[[ Text section open ]]
Bangkok, Thailand, has an extensive water transport system serving passengers crossing or travelling along the Chao Phraya River as well as certain canals.

==List of service==
===Current service===
- The Chao Phraya Express Boat service is a water bus which carries passengers along the Chao Phraya, regularly serving thirty-four stops from Rat Burana to Nonthaburi.
- The MINE Smart Ferry is an electric water bus service that operates three routes across Bangkok and Nonthaburi
- Ferries operate at thirty-two crossings of the Chao Phraya within Bangkok, as well as Nonthaburi and Samut Prakan Provinces.
- Long-tail boats serve fifteen regular routes along the Chao Phraya.
- The Khlong Saen Saep boat service travels along Saen Saep Canal, serving twenty-seven stops from Wat Si Bun Rueang to Phan Fa Lilat.
- The Khlong Phra Khanong boat service serves thirteen stops along the Phra Khanong Canal from Iam Sombat to Phra Khanong (service suspended as of July 2025 due to canal works).
- The Rangsit Canal boat service travels along Rangsit Canal.
- The Khlong Phadung Krung Kasem boat service (old city), along Khlong Phadung Krung Kasem.

===Former service===
- The Khlong Phasi Charoen boat service travels along Phasi Charoen Canal - In April 2014, the BMA initiated a trial service of passenger boats along Phasi Charoen Canal. The BMA is also considering developing passenger boat services along twenty-eight other canals following the six-month test run.
[[ Text section closed ]]
# Task to carry out
Rewrite the passage of the text on Bangkok's water transport between "- The Rangsit" and "six-month test run.", inclusive, substituting "pilot service" for "trial service".
[[ Information open ]]
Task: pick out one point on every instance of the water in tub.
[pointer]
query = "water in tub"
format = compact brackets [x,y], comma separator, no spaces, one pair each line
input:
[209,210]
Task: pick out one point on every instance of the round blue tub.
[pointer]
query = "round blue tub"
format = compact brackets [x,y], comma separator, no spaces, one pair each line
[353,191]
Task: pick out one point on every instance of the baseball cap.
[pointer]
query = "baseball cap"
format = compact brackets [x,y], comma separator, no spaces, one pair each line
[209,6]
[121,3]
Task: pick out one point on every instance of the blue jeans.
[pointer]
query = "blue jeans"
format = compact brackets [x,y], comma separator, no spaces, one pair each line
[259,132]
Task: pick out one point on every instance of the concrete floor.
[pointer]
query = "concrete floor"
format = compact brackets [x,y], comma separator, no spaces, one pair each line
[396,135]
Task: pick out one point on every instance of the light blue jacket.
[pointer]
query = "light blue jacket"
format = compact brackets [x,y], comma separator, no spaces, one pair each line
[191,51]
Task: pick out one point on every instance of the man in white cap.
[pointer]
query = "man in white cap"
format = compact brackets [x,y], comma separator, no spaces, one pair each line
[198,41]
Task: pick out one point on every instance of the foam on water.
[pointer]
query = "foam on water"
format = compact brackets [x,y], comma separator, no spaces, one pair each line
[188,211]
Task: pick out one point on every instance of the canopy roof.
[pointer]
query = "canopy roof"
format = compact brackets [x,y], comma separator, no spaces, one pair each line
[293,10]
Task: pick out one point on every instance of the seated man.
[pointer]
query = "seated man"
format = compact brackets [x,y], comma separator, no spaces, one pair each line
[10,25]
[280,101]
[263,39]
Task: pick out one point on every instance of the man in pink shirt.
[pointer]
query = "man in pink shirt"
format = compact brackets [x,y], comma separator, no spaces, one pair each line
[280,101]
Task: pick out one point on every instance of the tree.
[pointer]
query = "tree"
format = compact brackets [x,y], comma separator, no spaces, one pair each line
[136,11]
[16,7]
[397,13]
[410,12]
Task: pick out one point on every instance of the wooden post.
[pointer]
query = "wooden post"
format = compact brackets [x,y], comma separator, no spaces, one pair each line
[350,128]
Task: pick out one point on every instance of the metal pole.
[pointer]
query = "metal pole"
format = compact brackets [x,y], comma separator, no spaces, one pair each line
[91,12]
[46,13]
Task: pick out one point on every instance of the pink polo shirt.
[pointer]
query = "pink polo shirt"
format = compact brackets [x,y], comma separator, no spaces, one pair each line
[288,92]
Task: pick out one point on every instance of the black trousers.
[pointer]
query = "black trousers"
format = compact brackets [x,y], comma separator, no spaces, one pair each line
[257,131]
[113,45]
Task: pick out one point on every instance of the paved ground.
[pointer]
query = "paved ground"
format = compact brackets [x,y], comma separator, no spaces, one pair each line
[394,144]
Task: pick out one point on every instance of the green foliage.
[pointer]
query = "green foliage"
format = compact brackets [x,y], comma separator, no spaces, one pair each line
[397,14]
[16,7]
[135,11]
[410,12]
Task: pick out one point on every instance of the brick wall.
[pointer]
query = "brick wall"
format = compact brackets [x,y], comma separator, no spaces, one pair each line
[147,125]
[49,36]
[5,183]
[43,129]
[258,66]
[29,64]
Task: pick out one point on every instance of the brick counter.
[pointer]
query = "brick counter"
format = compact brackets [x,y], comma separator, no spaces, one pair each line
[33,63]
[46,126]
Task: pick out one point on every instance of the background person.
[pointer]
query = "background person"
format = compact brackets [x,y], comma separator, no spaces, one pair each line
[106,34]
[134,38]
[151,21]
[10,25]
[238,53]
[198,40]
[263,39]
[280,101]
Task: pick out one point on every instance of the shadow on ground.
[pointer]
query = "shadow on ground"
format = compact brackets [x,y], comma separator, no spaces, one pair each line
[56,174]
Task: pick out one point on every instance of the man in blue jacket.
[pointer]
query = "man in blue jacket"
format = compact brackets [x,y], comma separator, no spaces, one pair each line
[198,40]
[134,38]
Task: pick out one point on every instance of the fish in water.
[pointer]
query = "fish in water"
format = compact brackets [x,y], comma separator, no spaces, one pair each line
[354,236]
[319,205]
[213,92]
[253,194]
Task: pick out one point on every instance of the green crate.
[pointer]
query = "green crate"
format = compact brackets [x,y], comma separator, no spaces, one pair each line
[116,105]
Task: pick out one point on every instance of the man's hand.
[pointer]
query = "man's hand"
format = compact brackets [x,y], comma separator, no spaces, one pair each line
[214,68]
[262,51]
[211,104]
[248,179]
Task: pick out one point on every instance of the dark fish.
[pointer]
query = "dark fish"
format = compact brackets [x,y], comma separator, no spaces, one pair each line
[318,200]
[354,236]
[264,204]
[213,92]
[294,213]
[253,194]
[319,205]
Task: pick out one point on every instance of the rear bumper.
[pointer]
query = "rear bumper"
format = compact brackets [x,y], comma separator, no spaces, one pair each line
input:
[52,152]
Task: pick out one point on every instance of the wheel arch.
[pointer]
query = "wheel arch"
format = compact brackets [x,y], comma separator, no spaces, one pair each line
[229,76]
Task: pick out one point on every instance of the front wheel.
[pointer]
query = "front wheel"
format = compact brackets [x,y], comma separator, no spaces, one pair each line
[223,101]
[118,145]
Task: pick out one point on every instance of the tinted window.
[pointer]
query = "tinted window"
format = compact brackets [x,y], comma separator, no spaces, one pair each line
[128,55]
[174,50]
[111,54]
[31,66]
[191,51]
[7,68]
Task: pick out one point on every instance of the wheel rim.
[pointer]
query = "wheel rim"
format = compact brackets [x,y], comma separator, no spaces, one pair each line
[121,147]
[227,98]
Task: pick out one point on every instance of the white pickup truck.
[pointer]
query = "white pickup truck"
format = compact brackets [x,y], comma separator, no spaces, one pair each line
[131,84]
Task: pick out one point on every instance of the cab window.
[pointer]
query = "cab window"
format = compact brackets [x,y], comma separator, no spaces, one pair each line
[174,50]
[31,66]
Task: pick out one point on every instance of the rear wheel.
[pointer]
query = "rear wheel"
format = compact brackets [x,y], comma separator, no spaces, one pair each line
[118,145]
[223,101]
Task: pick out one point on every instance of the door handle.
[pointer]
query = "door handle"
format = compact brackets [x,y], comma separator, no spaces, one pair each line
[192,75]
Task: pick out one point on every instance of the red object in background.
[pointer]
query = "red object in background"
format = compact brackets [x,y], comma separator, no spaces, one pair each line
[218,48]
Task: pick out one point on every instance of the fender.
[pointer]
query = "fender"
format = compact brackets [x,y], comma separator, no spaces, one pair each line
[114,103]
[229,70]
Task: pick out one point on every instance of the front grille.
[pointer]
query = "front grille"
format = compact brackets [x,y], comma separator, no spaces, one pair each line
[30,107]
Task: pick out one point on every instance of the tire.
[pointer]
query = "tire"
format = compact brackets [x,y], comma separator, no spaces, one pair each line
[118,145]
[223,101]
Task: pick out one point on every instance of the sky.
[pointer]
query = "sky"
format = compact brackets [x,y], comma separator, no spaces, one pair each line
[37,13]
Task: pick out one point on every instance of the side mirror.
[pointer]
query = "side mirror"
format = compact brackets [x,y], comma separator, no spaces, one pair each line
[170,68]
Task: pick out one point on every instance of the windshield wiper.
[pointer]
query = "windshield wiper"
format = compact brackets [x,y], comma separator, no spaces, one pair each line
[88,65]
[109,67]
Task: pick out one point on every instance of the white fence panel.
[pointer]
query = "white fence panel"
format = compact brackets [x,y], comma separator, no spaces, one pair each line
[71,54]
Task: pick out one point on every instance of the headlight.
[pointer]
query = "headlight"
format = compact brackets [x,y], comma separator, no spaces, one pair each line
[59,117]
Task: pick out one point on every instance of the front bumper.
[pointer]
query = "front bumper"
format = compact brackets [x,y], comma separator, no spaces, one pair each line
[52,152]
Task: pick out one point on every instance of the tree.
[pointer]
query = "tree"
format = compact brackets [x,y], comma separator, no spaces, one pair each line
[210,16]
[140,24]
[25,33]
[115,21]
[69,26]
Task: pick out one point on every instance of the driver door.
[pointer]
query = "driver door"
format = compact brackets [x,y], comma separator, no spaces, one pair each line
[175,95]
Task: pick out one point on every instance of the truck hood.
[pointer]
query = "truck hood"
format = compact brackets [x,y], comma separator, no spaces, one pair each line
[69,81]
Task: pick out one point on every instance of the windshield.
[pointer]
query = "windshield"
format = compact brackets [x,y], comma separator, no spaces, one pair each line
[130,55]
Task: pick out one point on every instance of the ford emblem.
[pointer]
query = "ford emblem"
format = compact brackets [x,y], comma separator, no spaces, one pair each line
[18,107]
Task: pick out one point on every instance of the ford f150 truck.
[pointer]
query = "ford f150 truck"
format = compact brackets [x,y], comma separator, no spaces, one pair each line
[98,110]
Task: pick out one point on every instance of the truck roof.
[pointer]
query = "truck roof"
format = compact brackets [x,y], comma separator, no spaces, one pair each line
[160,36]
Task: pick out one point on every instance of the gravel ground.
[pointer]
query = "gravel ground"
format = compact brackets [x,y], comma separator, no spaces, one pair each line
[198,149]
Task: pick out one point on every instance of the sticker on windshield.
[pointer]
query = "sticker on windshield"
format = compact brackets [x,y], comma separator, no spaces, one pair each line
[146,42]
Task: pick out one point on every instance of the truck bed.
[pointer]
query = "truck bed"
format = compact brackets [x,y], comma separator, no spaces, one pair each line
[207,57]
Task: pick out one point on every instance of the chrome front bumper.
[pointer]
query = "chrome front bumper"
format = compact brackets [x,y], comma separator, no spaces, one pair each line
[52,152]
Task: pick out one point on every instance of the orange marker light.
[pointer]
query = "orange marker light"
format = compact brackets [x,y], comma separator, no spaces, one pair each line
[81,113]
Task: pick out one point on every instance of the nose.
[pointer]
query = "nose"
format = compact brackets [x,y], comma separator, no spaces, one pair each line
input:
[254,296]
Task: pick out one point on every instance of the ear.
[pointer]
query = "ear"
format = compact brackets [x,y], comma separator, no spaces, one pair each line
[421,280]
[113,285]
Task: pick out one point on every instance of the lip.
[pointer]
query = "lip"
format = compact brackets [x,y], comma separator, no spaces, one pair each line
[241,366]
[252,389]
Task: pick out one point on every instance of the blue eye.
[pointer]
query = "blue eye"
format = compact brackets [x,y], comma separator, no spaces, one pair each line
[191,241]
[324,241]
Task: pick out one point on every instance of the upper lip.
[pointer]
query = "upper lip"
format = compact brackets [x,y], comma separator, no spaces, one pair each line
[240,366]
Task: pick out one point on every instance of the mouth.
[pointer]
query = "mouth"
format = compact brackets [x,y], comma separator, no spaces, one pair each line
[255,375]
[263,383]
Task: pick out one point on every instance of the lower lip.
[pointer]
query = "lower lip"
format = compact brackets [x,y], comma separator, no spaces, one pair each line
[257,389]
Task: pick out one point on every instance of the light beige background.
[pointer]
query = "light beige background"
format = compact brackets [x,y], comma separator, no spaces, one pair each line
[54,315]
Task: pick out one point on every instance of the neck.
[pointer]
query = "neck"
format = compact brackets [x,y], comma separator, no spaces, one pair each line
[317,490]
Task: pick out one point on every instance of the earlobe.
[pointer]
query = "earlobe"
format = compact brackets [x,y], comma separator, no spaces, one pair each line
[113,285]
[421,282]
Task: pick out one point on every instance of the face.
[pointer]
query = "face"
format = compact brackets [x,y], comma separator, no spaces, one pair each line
[[ Information closed ]]
# Reply
- The Rangsit Canal boat service travels along Rangsit Canal.
- The Khlong Phadung Krung Kasem boat service (old city), along Khlong Phadung Krung Kasem.

===Former service===
- The Khlong Phasi Charoen boat service travels along Phasi Charoen Canal - In April 2014, the BMA initiated a pilot service of passenger boats along Phasi Charoen Canal. The BMA is also considering developing passenger boat services along twenty-eight other canals following the six-month test run.